## BEGIN INFORMATION SHOWN
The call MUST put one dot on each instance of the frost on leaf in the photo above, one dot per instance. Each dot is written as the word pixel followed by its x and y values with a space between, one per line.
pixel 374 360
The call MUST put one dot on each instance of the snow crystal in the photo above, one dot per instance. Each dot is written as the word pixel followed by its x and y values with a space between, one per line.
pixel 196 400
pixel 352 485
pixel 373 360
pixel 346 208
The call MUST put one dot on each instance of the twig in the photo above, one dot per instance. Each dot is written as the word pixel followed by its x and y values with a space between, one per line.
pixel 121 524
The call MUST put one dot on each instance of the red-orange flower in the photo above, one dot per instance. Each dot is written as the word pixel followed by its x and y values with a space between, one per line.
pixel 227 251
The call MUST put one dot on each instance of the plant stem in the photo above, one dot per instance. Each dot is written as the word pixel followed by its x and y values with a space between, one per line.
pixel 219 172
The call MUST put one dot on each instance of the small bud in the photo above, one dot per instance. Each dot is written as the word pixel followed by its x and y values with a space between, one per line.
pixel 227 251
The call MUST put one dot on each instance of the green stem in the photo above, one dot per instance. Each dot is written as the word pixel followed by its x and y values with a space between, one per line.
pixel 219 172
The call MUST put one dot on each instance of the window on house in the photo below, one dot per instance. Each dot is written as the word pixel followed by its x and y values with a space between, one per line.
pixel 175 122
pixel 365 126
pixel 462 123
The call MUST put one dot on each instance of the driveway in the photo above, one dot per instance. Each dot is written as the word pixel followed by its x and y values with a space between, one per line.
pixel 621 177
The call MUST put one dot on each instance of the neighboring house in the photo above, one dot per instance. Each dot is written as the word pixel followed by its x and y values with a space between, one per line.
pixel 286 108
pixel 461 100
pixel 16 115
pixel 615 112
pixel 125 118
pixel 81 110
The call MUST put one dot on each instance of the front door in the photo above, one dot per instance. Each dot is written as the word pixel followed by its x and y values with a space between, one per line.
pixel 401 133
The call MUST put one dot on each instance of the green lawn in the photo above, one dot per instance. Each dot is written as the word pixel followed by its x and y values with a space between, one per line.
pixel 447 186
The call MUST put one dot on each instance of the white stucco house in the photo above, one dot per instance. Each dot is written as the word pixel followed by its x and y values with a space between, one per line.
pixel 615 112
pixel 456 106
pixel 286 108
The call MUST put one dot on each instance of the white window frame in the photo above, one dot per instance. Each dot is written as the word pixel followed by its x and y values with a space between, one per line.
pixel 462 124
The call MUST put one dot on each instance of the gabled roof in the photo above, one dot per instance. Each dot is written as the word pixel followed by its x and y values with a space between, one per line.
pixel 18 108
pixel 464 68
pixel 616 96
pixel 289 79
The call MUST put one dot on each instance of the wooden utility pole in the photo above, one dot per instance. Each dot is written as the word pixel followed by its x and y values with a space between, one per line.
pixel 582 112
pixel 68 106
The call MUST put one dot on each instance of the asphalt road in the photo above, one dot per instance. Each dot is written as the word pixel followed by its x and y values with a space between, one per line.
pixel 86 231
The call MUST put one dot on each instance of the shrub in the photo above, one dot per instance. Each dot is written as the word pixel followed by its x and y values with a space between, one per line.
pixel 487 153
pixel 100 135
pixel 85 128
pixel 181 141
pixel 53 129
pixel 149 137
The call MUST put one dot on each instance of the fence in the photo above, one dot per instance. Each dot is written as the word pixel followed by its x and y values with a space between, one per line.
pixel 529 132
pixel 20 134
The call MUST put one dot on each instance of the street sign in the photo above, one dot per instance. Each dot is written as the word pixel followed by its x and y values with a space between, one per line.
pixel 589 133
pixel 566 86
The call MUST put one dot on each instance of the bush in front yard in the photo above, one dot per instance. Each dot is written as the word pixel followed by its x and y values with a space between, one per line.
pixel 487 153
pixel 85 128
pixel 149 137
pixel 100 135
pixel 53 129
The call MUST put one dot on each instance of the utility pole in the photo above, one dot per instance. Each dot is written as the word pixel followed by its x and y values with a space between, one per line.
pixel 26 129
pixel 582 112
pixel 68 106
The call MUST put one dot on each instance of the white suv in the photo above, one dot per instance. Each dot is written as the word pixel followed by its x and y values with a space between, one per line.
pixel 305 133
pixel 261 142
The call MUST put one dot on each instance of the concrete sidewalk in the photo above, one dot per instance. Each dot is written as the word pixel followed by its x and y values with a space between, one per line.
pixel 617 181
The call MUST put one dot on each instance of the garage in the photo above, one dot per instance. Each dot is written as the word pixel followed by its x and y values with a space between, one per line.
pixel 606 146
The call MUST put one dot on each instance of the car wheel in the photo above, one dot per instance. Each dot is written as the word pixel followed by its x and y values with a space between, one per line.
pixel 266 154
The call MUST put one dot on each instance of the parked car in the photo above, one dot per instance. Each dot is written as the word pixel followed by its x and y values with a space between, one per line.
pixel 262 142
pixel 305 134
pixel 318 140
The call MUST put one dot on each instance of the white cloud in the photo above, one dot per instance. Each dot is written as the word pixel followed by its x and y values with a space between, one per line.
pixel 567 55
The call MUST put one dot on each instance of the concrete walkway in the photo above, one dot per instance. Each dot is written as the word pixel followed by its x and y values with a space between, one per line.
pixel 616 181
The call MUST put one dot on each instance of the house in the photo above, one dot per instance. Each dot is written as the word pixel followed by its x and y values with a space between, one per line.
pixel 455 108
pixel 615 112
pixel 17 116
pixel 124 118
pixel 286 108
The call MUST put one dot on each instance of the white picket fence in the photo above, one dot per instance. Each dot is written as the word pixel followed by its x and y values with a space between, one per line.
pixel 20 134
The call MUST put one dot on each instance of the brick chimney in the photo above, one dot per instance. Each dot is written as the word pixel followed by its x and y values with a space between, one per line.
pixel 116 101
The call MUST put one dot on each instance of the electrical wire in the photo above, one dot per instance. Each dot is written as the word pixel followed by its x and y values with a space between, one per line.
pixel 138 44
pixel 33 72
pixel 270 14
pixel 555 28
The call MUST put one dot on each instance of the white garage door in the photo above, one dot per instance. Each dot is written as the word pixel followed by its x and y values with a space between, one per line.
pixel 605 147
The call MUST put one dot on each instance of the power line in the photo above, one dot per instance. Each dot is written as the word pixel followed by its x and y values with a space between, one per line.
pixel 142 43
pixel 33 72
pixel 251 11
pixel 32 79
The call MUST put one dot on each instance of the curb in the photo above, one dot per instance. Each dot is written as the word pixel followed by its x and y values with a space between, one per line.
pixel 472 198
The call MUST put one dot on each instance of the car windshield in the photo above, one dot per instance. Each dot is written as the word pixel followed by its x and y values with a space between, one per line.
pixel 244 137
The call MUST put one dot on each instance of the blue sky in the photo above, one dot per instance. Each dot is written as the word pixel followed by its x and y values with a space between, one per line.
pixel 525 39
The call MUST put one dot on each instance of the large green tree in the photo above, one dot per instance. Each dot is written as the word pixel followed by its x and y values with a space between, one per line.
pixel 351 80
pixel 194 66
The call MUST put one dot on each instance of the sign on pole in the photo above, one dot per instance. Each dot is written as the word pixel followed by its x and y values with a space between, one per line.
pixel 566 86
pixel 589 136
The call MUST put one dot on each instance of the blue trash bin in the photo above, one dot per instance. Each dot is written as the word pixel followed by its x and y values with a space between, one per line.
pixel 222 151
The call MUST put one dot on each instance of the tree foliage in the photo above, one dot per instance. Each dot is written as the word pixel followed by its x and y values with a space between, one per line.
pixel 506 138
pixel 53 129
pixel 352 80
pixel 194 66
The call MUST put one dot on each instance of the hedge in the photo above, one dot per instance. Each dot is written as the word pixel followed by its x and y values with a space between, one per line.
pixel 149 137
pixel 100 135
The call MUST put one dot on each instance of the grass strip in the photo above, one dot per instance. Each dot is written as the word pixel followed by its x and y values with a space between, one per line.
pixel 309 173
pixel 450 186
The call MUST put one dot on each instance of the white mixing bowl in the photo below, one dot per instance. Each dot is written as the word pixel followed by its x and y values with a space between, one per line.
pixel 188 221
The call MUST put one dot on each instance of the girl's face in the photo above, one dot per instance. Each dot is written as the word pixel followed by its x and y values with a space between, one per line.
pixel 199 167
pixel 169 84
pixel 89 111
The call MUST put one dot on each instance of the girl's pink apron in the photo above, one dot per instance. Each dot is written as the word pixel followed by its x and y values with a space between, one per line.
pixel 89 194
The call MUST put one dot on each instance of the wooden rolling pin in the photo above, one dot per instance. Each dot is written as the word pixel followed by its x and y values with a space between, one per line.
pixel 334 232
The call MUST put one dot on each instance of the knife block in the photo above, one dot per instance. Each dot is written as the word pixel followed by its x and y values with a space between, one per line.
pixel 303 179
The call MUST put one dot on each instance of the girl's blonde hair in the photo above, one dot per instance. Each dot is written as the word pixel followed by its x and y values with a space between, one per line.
## END INFORMATION SHOWN
■ WHAT YOU HAVE TO DO
Format the lines of the items from the one containing "of the power" down to the one containing "pixel 472 198", both included, as a Markdown table with the columns Row and Line. Number each line in Row, put its text in Line, and leave out blank lines.

■ RESULT OF THE EXERCISE
| Row | Line |
|---|---|
| 1 | The call MUST put one dot on each instance of the power line in the photo above, one dot per instance. Each dot is written as the word pixel followed by its x and y values with a space between, one per line. |
| 2 | pixel 142 43 |
| 3 | pixel 33 72 |
| 4 | pixel 251 11 |
| 5 | pixel 32 79 |
| 6 | The call MUST put one dot on each instance of the curb in the photo above, one dot per instance. Each dot is written as the word pixel followed by its x and y values with a space between, one per line. |
| 7 | pixel 472 198 |